## Gelesenes anwenden
[A] Beantworten Sie anhand des Berichts über den Leih-E-Roller in Chemnitz die folgenden Fragen:
(i) Wie viele E-Scooter können seit Jahresanfang im Chemnitzer Stadtgebiet geliehen werden?
(ii) Welche Zahlmittel kommen in der „TIER“-App infrage?
(iii) Welche Maximalgeschwindigkeit erreicht der Roller?
[B] Wie lässt sich der Bericht über den Leih-E-Roller in Chemnitz in zwei Sätzen zusammenfassen?
[C] Wie könnte der Bericht über den Leih-E-Roller im Chemnitzer Winter nach seinem letzten Satz weitergehen? Schreiben Sie die Fortsetzung.
━━━ Ausgewählter Abschnitt ━━━
Mit "Kickstart" durch den Schnee: So schlägt sich der Leih-E-Roller im Chemnitzer Winter
Chemnitz - Etwas schutzlos fühlen wir uns schon, mein geliehener Elektroroller und ich. Zumindest, als wir an der roten Ampel der Hauptverkehrskreuzung am Nischel stehen. Blick über die Schulter: Zu dem Posttransporter, der sich hinter mir eingereiht hat, gesellt sich ein Omnibus. Danach ist die Sicht versperrt. Die Ampel schaltet gleich um - jetzt bloß nicht den Start verpatzen. Grünes Licht für den TAG24-Test.
Circa 200 mintgrüne E-Scooter können seit Jahresanfang im Chemnitzer Stadtgebiet geliehen werden (TAG24 berichtete).
"Nach unserem Start in Dresden war Chemnitz nun die nächste Stadt in Sachsen, in der wir unseren E-Scooter-Service anbieten wollten", so "TIER"-Sprecher David Krebs (31).
Das Ausleihen funktioniert per "TIER"-App auf dem Smartphone. Ich lade die Software, gebe Name und E-Mail-Adresse ein. Und stoße auf die erste Schwierigkeit: Als Zahlmittel, das ich vorher hinterlegen muss, kommen nur Paypal oder Kreditkarte infrage.
E-Roller werden auf einer Karte (ähnlich wie bei Google Maps) angezeigt. Beim nächsten Scooter angekommen, muss ich nur noch seinen QR-Code scannen und die Fahrt kann fast losgehen.
Erst braucht es einen "Kickstart". Wobei der Name Programm ist: Ich muss den Roller anschubsen, bevor ich den "Gas"-Knopf am rechten Hebel betätigen kann. Blitzschnell erreicht er seine Maximalgeschwindigkeit von 20 Kilometern pro Stunde.
━━━ Informationen ━━━
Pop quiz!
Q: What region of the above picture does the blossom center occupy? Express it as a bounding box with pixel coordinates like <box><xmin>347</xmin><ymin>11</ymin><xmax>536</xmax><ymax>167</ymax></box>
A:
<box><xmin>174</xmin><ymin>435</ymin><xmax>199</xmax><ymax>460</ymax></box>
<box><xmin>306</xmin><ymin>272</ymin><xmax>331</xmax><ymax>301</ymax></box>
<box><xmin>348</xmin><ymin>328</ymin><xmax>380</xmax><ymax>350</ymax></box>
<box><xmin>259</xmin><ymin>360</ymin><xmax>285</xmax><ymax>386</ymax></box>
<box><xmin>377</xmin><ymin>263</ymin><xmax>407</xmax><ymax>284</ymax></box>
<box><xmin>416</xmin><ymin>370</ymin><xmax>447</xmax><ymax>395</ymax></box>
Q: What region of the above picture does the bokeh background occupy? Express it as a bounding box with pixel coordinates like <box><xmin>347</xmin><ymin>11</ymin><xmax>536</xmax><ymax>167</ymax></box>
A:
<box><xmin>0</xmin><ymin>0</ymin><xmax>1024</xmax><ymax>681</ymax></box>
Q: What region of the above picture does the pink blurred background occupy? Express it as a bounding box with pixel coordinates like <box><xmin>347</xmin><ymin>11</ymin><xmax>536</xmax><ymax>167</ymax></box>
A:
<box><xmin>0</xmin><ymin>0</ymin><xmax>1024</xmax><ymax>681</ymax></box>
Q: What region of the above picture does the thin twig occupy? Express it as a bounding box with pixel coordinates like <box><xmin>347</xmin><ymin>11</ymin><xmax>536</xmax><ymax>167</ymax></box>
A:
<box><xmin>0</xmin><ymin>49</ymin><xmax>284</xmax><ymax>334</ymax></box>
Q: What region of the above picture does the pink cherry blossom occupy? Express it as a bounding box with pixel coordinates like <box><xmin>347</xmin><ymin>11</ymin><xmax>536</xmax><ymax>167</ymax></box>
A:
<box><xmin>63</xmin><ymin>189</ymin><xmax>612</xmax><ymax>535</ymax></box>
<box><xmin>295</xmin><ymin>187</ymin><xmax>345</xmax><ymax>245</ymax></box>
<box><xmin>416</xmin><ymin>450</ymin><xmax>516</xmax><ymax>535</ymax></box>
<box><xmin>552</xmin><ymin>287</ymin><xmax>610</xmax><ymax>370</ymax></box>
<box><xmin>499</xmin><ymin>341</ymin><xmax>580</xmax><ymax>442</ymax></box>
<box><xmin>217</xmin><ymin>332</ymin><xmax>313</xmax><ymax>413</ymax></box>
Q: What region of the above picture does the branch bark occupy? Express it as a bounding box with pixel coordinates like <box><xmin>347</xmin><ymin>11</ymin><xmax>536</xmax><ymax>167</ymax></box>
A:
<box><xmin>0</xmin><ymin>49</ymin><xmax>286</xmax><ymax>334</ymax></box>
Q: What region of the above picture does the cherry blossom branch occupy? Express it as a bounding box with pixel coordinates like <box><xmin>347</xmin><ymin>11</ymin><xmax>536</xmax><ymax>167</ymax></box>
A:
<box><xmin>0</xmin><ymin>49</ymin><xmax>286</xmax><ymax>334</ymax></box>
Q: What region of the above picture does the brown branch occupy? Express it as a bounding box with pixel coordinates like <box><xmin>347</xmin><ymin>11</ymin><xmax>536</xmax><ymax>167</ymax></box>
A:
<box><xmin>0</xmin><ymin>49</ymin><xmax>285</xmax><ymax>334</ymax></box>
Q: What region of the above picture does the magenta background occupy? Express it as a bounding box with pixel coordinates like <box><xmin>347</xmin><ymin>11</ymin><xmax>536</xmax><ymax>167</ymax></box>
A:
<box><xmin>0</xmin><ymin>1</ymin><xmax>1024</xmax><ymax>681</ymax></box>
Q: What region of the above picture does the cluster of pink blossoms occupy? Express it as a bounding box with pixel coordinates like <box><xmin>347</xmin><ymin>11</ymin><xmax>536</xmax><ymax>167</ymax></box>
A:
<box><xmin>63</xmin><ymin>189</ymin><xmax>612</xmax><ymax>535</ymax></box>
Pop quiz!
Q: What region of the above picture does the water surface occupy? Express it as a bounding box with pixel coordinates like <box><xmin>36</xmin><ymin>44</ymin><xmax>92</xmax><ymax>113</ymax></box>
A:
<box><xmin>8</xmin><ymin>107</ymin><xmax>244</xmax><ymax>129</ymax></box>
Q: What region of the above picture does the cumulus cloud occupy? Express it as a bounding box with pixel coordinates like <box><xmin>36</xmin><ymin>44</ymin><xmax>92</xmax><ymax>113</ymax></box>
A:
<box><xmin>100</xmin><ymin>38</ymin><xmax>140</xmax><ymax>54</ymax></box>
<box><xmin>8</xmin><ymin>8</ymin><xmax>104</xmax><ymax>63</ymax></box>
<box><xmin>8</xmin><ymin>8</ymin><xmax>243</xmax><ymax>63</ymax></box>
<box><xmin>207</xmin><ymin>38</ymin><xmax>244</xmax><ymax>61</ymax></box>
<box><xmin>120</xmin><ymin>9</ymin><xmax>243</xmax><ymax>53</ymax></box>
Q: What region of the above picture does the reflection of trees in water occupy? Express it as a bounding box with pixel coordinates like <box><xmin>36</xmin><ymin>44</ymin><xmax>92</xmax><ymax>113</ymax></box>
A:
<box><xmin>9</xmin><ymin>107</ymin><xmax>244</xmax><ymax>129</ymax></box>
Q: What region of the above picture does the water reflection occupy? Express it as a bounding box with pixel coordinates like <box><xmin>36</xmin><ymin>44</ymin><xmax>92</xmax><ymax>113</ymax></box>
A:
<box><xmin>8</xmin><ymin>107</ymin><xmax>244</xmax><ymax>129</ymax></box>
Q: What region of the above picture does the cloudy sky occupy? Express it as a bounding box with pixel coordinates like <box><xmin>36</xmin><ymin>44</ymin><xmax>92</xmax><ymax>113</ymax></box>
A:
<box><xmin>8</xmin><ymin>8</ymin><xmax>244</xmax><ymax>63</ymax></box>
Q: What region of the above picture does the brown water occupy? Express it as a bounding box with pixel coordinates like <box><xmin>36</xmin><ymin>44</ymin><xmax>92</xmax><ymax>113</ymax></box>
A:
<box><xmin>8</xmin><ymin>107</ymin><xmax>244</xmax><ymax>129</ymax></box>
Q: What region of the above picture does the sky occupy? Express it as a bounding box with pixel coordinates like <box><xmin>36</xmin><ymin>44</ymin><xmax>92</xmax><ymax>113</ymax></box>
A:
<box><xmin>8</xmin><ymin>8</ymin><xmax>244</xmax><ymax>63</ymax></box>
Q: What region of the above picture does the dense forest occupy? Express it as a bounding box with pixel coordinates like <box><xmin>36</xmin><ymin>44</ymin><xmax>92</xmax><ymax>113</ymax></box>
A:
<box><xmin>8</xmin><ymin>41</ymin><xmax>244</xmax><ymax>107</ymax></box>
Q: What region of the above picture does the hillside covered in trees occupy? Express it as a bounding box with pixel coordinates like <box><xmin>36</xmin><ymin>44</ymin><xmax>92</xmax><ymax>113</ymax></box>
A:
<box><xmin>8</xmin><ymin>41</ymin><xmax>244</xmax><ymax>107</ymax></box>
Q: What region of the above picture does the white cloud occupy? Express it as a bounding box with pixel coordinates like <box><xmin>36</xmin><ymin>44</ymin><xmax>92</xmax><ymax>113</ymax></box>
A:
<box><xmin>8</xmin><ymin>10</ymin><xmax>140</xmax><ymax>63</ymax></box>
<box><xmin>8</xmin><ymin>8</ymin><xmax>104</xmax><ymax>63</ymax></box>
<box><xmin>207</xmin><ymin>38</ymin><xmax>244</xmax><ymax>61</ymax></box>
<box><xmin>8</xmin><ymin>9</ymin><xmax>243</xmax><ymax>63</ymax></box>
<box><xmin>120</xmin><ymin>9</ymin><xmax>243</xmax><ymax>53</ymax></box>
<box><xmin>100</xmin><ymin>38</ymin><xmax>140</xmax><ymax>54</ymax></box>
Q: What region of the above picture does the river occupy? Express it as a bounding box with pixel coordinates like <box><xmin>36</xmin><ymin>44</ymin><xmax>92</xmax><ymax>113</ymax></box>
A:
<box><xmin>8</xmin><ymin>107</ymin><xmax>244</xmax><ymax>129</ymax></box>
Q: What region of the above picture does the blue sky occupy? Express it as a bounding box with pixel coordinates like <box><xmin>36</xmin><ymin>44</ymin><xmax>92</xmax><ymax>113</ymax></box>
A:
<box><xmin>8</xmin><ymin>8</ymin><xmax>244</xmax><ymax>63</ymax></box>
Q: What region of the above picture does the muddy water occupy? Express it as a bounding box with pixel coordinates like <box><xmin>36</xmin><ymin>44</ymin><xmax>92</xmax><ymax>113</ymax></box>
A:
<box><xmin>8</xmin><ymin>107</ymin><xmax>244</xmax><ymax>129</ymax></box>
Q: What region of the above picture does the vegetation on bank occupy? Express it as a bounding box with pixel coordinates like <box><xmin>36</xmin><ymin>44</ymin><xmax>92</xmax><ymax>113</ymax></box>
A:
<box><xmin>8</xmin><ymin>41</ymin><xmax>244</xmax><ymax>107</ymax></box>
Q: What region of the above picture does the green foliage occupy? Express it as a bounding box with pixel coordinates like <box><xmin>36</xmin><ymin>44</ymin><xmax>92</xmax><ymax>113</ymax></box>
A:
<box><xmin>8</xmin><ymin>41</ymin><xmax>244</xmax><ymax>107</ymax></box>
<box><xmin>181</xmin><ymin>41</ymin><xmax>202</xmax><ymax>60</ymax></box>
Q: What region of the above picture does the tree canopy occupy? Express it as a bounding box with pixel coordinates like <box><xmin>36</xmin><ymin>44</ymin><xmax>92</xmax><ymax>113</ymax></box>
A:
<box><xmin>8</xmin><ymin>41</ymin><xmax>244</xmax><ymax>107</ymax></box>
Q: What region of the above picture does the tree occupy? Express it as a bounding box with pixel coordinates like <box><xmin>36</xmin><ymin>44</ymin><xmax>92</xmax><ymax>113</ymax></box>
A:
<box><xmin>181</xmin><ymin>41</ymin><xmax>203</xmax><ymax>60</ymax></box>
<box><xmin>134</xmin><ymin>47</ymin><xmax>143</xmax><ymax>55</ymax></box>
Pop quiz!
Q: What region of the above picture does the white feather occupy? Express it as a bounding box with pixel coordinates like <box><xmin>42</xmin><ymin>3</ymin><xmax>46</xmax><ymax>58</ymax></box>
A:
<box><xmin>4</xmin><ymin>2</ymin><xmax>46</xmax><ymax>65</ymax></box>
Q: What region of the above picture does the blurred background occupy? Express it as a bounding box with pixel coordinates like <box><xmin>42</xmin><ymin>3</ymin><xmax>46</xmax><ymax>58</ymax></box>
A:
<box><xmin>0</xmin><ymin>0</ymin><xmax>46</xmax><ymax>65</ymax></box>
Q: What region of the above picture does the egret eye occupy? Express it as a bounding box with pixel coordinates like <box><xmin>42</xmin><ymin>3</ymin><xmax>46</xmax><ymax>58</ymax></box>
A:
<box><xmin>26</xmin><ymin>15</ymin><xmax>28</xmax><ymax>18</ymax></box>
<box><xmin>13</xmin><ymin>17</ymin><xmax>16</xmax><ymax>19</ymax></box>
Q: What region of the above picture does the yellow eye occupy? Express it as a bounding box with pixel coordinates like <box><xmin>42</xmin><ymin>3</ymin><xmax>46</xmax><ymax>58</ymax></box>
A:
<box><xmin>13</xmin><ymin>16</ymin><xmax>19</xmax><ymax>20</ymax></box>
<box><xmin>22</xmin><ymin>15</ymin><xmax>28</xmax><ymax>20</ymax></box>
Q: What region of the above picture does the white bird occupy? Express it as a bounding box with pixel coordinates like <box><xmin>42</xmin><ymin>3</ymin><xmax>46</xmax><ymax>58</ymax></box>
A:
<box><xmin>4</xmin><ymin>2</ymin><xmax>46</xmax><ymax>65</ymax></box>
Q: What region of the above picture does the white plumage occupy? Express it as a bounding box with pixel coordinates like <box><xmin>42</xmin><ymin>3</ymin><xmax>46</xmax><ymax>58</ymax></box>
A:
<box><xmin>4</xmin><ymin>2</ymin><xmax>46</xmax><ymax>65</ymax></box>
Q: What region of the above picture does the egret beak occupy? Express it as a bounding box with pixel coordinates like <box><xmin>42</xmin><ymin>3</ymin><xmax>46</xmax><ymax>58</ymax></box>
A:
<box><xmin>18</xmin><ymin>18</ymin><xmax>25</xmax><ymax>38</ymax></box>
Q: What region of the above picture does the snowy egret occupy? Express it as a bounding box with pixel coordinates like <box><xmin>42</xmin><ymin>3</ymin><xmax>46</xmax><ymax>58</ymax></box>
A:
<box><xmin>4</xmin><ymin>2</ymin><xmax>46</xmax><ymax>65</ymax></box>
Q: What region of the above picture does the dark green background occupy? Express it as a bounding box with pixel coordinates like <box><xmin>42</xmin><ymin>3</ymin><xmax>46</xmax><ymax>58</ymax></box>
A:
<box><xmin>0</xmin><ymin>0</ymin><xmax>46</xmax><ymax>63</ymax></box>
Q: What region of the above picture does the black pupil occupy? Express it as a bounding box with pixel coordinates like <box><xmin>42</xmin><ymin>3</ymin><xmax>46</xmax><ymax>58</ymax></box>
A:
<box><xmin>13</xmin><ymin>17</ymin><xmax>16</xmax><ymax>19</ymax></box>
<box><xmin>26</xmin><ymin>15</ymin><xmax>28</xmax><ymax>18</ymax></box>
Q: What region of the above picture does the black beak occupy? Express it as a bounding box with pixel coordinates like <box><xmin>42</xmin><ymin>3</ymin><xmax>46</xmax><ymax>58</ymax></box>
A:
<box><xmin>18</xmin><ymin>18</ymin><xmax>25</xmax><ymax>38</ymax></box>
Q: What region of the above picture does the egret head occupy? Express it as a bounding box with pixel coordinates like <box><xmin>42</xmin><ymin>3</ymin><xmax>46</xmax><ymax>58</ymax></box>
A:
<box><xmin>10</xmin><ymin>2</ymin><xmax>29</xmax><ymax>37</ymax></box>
━━━
## Antworten
[A]
(i) Circa 200.
(ii) Nur Paypal oder Kreditkarte.
(iii) 20 Kilometer pro Stunde.

[B] Seit Jahresanfang können im Chemnitzer Stadtgebiet circa 200 mintgrüne E-Scooter von „TIER“ geliehen werden, und zwar per App mit vorher hinterlegter Zahlung über Paypal oder Kreditkarte sowie durch das Scannen des QR-Codes am Roller. Vor der Fahrt muss der Roller per „Kickstart“ angeschubst werden, danach erreicht er blitzschnell seine Maximalgeschwindigkeit von 20 Kilometern pro Stunde.

[C]
Kosten: Pro Minute 19 Cent, dazu 1 Euro für Aktivierung
Leider ist die Bremsung ebenso abrupt. Der Verleiher wirbt damit, dass diese Generation "TIER"-Roller eine "verbesserte Bremsleistung" besäße und auch "mit rutschigem Untergrund noch besser zurecht" käme. Na, das wollen wir mal sehen.
Auf dem Platz vor der Oper in Chemnitz liegt noch Schnee. Ich fahre in geraden Linien von verschiedenen Seiten hindurch. Kein Problem, den rund 25 Zentimetern großen Reifen, 30 Kilogramm Gesamtgewicht und 700 Watt Hinterrad-Antrieb sei Dank.
Problematisch wird es, als ich wieder die Treppe vor dem Theaterplatz hoch will. Das Fahrzeug lässt sich nur mit großer Anstrengung tragen. Ich benutze lieber den Aufzug, bevor es wieder auf die Straße geht.
Nach einer Stunde und circa vier Kilometern Fahrt zeigt die App noch 17 Kilometer Reichweite. Ebenfalls positiv: Eine Steigung von circa 30 Grad packte der Elektro-Roller mühelos.
Gegen Ende will ich gar nicht mehr runter von dem Ding. Aber die Uhr tickt. Pro Minute zahle ich 19 Cent, dazu 1 Euro für die Aktivierung. Rund zwölf Euro also. Deutlich teurer als ein Bus-Ticket. Dafür ohne zu warten oder umzusteigen. Dazu muss man sagen, dass ich ziemlich bummelte.
Die Strecke hätte sich auch in der Hälfte der Zeit meistern lassen. Aber das hätte nur halb so viel Spaß gemacht.